Records provided —
───

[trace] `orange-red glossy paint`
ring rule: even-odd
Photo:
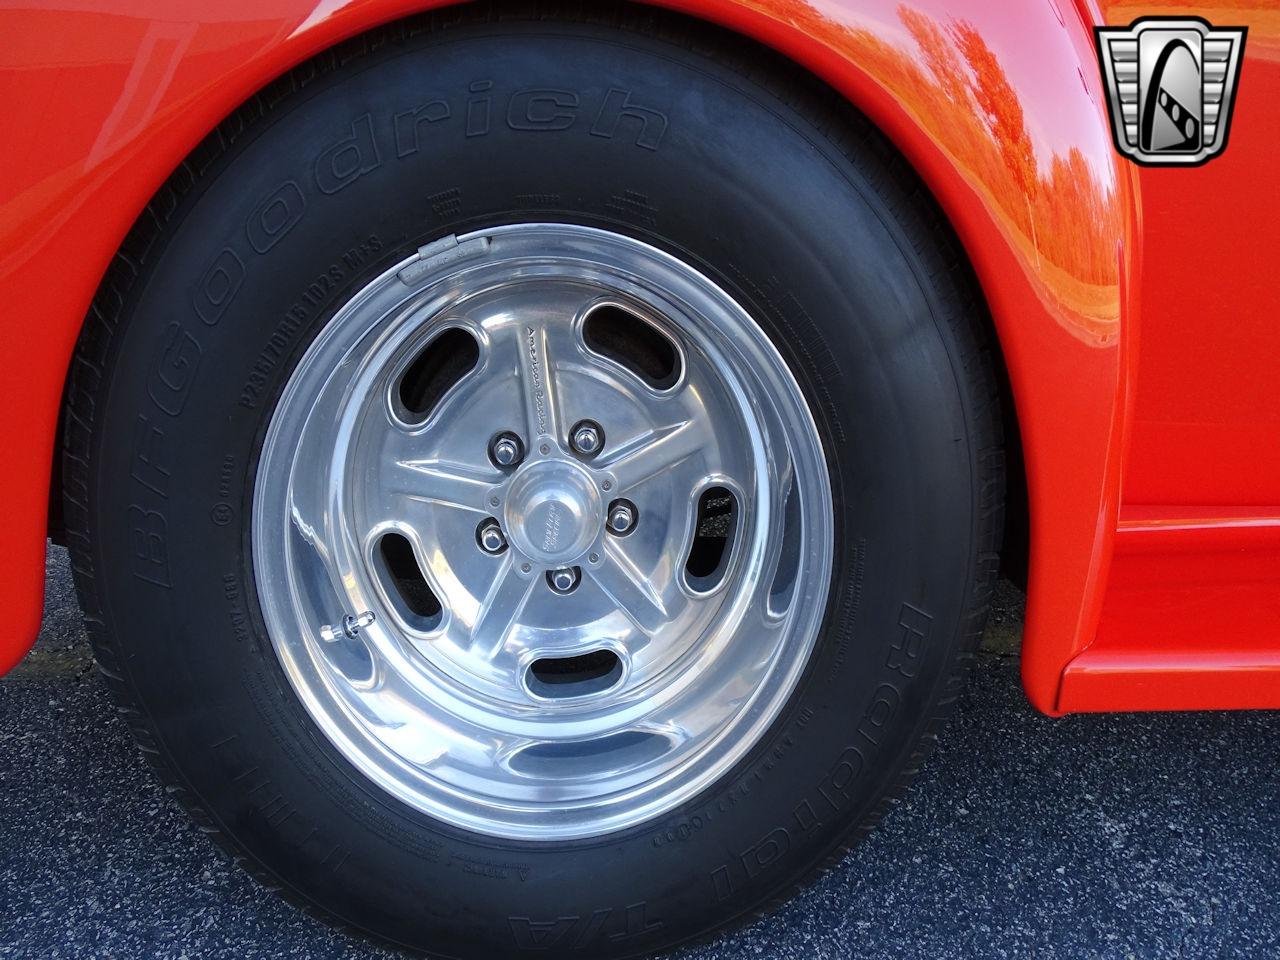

───

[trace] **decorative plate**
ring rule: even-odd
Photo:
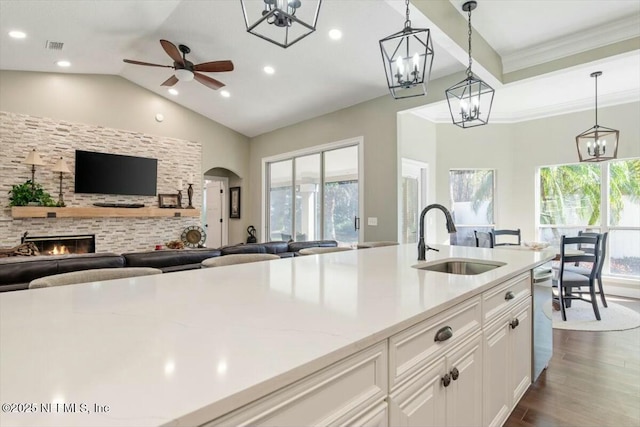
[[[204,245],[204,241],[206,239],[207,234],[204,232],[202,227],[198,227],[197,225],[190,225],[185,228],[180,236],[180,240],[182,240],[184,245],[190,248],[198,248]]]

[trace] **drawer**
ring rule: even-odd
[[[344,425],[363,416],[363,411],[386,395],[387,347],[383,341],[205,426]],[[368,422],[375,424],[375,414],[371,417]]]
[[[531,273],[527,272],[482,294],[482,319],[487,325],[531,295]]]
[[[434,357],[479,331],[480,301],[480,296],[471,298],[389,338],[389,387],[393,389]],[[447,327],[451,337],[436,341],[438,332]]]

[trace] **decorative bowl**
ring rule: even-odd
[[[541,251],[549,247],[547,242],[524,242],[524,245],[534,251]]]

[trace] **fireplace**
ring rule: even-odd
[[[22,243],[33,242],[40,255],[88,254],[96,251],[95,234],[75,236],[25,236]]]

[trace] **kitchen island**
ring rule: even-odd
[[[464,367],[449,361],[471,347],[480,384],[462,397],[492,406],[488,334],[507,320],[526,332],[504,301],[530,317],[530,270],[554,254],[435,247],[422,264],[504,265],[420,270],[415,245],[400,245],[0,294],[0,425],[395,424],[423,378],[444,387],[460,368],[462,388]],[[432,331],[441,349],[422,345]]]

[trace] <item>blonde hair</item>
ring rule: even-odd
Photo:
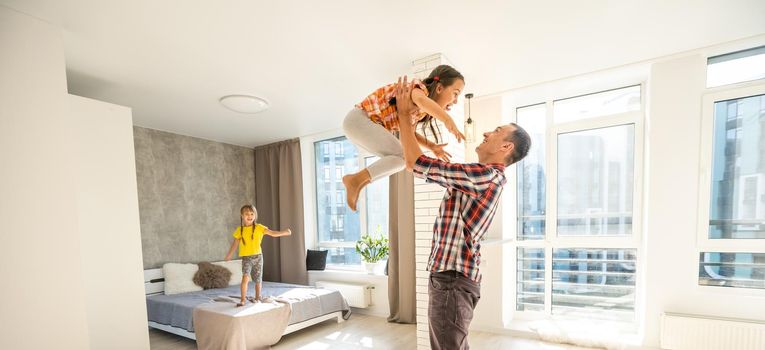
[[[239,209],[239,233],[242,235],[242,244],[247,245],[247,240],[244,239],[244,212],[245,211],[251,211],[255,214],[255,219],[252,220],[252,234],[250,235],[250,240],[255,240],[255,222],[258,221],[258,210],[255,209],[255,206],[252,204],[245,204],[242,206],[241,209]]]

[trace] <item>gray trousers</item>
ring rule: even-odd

───

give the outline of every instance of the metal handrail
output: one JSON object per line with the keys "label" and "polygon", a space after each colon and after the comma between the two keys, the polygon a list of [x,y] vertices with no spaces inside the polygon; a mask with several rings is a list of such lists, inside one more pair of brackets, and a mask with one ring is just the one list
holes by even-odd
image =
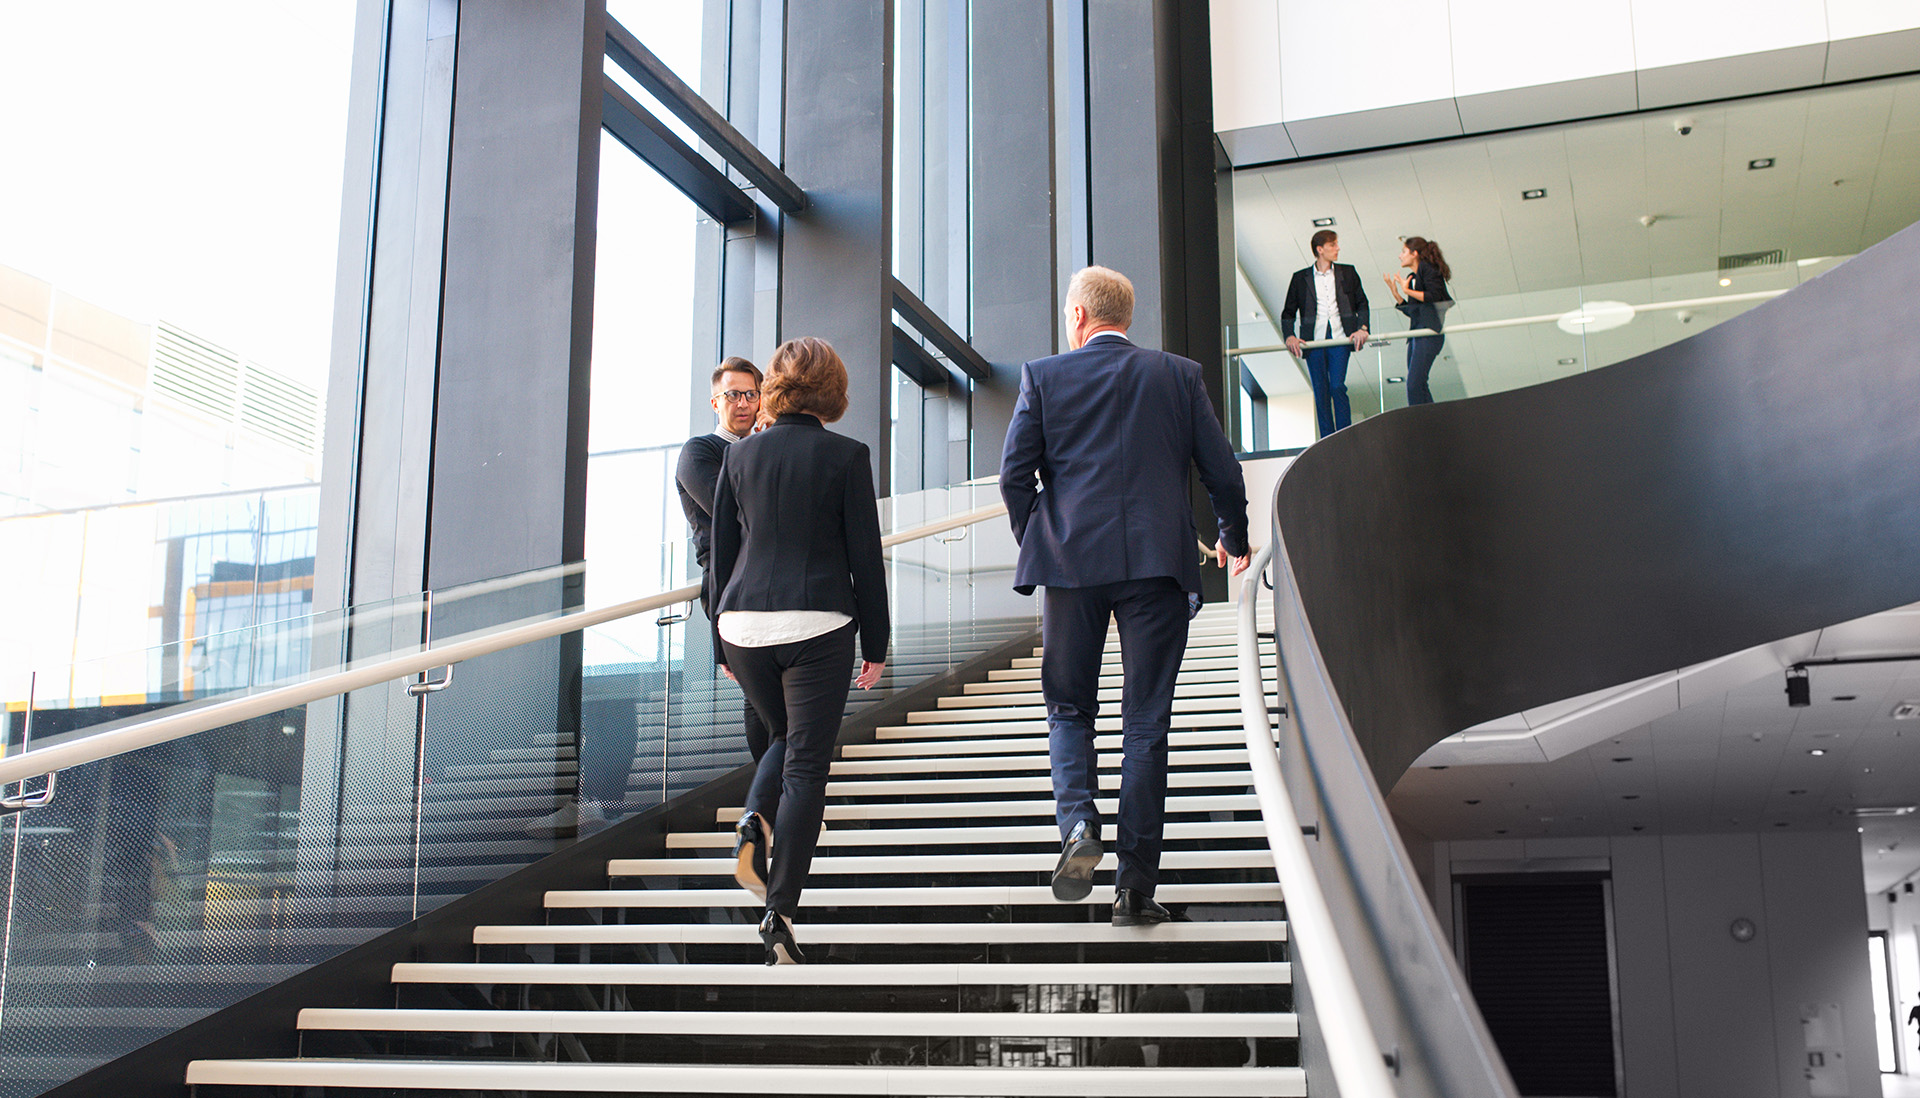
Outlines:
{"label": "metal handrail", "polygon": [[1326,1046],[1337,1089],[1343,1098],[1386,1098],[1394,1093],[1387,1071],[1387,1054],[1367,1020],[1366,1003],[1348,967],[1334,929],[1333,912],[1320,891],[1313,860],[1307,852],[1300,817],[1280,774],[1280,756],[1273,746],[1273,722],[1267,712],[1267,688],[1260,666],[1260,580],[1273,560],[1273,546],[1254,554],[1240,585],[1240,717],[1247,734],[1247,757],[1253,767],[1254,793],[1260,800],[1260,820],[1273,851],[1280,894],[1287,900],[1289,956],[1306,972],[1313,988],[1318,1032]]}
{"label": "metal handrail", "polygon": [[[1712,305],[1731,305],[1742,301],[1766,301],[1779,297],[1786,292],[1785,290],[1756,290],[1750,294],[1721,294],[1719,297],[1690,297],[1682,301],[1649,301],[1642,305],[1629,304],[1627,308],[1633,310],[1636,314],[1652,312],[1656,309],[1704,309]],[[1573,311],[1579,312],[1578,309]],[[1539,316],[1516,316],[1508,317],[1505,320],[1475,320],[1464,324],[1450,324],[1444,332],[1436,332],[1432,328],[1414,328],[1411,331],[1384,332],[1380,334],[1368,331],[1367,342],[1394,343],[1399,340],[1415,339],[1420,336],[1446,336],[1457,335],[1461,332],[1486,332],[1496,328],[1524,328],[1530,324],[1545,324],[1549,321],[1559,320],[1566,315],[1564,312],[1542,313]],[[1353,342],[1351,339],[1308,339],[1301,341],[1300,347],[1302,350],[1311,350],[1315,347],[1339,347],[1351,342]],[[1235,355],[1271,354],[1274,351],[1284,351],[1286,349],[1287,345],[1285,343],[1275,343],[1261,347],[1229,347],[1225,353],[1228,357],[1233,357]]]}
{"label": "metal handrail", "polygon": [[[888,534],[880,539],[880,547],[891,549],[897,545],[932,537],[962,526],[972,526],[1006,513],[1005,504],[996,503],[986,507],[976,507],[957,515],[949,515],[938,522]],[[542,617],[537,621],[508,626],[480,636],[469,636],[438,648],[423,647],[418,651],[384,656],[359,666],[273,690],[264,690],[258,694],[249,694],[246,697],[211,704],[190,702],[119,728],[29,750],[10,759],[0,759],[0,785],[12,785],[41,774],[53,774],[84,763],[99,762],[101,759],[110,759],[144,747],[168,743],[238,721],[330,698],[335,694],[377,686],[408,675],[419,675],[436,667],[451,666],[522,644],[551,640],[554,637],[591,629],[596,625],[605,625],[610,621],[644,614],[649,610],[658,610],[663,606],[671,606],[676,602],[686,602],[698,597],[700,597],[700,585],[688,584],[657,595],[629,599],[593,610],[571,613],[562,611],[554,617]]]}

───

Task objective — From the data above, copy each line that has the string "trace".

Exercise solution —
[trace] `orange-red glossy paint`
[trace] **decorative plate**
[trace] **drawer**
[trace] **decorative bowl**
[trace] **fireplace**
[trace] **kitchen island**
[trace] <item>blonde hair</item>
[trace] <item>gray trousers</item>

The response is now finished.